Requirement:
Copy out the stretch of the UniRef setup page from "Matrix Science - Help" through "Mascot Database Manager.", swapping "Mascot" for "Mascot Server" wherever it occurs.

Matrix Science - Help - Sequence Database Setup

Sequence Database Setup: UniRef

This is a Predefined Database Definition

The information on this page is maintained as a service to users of Mascot 2.3 and earlier. In Mascot 2.4, UniRef100 is a predefined database, meaning up-to-date configuration information can be downloaded automatically by Mascot Database Manager.

Overview

UniRef, also known as UniProt NREF, is a set of comprehensive protein databases curated by the Universal Protein Resource consortium. There are three versions of UniRef: UniRef100, UniRef90, and UniRef50. UniRef100 is non-identical, while UniRef90 and UniRef50 are non-redundant at a sequence similarity level of 90% and 50% respectively. Searching with mass spectrometry data requires the exact sequence to be present in the database, so UniRef100 is the version to choose.

Download

PIR: ftp://ftp.uniprot.org/pub/databases/uniprot/uniref/uniref100/
EBI: ftp://ftp.ebi.ac.uk/pub/databases/uniprot/uniref/uniref100/
Expasy: ftp://ftp.uniprot.org/pub/databases/uniprot/current_release/uniref/uniref100/

The files are:

Version info: uniref100.release_note
Fasta file: uniref100.fasta.gz

Note that the XML file, uniref100.xml.gz, contains essentially the same information as the Fasta file. It is not a full text reference file.

Record set:
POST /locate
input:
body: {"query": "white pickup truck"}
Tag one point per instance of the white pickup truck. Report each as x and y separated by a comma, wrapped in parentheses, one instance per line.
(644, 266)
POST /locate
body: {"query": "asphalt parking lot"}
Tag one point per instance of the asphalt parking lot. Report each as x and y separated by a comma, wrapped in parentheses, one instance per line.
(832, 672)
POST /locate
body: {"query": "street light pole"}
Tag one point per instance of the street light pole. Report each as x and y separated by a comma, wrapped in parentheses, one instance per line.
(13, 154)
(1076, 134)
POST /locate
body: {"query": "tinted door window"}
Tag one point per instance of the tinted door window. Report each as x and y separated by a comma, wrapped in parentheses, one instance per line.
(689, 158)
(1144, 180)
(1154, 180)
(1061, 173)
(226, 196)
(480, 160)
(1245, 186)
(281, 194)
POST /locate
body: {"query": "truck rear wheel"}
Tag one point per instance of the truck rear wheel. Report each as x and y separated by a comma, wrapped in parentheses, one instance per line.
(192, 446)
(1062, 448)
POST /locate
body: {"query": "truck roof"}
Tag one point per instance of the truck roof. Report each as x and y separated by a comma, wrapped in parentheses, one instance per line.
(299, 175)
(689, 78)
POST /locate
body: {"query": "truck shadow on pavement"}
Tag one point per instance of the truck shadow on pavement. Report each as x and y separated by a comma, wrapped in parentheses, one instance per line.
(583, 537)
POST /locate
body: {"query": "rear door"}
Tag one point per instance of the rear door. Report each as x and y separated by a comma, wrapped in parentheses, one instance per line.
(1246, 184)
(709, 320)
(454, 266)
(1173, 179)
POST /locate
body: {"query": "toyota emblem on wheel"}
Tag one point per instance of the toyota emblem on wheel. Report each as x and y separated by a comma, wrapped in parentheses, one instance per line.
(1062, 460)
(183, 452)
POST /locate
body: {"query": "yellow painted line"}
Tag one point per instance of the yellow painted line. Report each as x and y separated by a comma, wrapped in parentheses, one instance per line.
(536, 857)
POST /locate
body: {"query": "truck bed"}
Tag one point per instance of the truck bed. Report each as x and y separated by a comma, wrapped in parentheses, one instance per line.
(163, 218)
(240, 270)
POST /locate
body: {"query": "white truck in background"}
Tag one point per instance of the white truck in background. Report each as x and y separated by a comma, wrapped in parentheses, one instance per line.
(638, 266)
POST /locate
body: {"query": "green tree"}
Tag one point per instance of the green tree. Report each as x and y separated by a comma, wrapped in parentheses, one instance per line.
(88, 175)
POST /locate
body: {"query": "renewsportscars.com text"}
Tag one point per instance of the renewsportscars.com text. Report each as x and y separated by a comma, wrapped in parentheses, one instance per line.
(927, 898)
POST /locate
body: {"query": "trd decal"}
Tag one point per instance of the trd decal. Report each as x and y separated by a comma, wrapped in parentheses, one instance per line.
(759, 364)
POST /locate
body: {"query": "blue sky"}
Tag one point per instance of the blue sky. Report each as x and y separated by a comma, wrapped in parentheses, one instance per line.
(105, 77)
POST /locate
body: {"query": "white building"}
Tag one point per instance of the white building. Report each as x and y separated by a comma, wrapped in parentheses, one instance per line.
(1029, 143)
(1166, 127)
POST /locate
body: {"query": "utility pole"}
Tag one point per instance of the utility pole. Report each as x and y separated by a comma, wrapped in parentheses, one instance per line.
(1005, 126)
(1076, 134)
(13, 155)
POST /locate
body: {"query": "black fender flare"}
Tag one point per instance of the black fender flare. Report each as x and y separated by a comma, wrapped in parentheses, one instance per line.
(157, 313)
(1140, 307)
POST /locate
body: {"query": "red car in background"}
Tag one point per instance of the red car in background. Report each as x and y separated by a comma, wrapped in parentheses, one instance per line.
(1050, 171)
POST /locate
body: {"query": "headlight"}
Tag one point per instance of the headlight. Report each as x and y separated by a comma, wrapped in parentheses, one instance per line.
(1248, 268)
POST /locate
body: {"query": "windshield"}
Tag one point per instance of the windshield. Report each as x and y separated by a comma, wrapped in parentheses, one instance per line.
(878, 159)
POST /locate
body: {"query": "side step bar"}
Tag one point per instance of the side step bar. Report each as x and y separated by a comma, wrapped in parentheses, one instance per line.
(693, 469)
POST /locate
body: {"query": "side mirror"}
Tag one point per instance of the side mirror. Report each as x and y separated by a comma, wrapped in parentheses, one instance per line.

Reply:
Matrix Science - Help - Sequence Database Setup

Sequence Database Setup: UniRef

This is a Predefined Database Definition

The information on this page is maintained as a service to users of Mascot Server 2.3 and earlier. In Mascot Server 2.4, UniRef100 is a predefined database, meaning up-to-date configuration information can be downloaded automatically by Mascot Server Database Manager.